▶ PROVIDED DATA:

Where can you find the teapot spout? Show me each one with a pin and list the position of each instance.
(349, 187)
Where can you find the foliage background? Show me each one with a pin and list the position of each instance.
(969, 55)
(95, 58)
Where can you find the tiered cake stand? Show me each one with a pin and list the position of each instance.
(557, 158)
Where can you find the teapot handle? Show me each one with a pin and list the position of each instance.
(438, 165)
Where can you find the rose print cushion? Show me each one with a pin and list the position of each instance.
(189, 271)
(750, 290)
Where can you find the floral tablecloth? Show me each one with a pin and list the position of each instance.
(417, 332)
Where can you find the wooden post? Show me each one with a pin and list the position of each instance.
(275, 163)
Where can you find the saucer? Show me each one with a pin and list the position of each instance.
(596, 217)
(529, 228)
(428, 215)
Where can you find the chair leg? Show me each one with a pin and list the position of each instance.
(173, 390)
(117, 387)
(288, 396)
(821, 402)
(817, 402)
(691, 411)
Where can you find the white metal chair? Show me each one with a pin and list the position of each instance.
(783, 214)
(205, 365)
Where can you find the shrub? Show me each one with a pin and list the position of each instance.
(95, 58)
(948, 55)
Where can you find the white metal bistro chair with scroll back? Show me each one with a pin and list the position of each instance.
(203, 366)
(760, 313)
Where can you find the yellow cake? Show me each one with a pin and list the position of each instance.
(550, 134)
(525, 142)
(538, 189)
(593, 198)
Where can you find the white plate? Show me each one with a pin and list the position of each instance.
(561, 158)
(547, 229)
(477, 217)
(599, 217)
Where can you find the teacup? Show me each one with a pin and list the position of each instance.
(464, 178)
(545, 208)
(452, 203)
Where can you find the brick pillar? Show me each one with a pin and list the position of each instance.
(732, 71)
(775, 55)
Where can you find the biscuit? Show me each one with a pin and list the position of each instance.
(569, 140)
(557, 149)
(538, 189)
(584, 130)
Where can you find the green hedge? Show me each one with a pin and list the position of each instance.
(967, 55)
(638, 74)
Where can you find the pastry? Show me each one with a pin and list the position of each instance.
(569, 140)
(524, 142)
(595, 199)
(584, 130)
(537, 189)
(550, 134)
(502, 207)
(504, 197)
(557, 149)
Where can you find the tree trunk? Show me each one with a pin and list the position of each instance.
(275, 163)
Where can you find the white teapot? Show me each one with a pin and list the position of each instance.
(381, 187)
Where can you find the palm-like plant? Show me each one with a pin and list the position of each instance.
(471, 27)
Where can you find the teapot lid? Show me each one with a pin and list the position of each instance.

▶ THE REQUEST:
Set out all of the records above as a numbered list, omitting any blank lines.

▶ EXERCISE ANSWER:
1. Where can you find the teapot spout? Show me each one with a pin and list the position of each instance.
2. (349, 187)
3. Where can you find the foliage background? Show me each one with a pin and list the position of each instance.
4. (969, 55)
5. (95, 58)
6. Where can you find the tiered cake stand? Show me each one with a pin and list the position of each instance.
7. (557, 158)
8. Where can you find the teapot handle? Show me each one with a pin and list the position of each instance.
9. (438, 165)
10. Where can you find the rose print cushion? Show me each one with a pin and list the position of each instance.
11. (189, 271)
12. (750, 290)
13. Where can you find the floral tablecloth? Show me each one with a pin and list the position of each instance.
14. (417, 332)
15. Where can you find the wooden post? Show me each one with a pin and list the position of each instance.
16. (275, 163)
17. Where can you find the saucer? Show me each one with a pin and list the position of each instance.
18. (596, 217)
19. (529, 228)
20. (428, 215)
21. Where can you find the chair leg? Show me each one with a pin and list the position of each instance.
22. (173, 390)
23. (117, 387)
24. (288, 396)
25. (821, 402)
26. (817, 402)
27. (691, 411)
28. Where can you find the white metal chair? Show me each one with a pin and list the position of each instance.
29. (783, 214)
30. (205, 365)
31. Where can you find the shrub? Show me each one with a pin and list the position of each instance.
32. (95, 58)
33. (948, 55)
34. Where can you find the white metal bistro chair with scroll back? Show me each one with a pin and list the position of each instance.
35. (203, 366)
36. (760, 313)
37. Where can you find the yellow cake? Show me each one with a pin and list the position of each instance.
38. (550, 134)
39. (525, 142)
40. (538, 189)
41. (593, 198)
42. Where can you find the white plate? Show me each one with a pin and list the position of each instance.
43. (561, 158)
44. (547, 229)
45. (477, 217)
46. (599, 217)
47. Where can you find the teacup? Show me each one with a pin and list the position of each instance.
48. (464, 178)
49. (545, 208)
50. (452, 203)
51. Where can you find the brick pillar? Show me each one with a pin and list the position of each instance.
52. (732, 71)
53. (775, 55)
54. Where can you find the biscuit? Show me each one with a pin and list the position of each instance.
55. (569, 140)
56. (557, 149)
57. (538, 189)
58. (584, 130)
59. Where can you find the green hedge? Show me each one with a pin and list the position of each instance.
60. (967, 55)
61. (638, 74)
62. Where can you find the pastry? Show me each one with a pin and list the position of each instance.
63. (569, 140)
64. (524, 142)
65. (595, 199)
66. (584, 130)
67. (537, 189)
68. (550, 134)
69. (502, 207)
70. (504, 197)
71. (557, 149)
72. Where can you find the tree trunk? Show me each one with a pin and list the position of each instance.
73. (275, 163)
74. Where can you find the white teapot? Show me each one with a pin and list the position of each instance.
75. (381, 187)
76. Where can you find the palm-like plant? Show me each one with a pin and list the position of each instance.
77. (471, 27)
78. Where can you find the teapot lid? Show me each one with a pin and list the position of each instance.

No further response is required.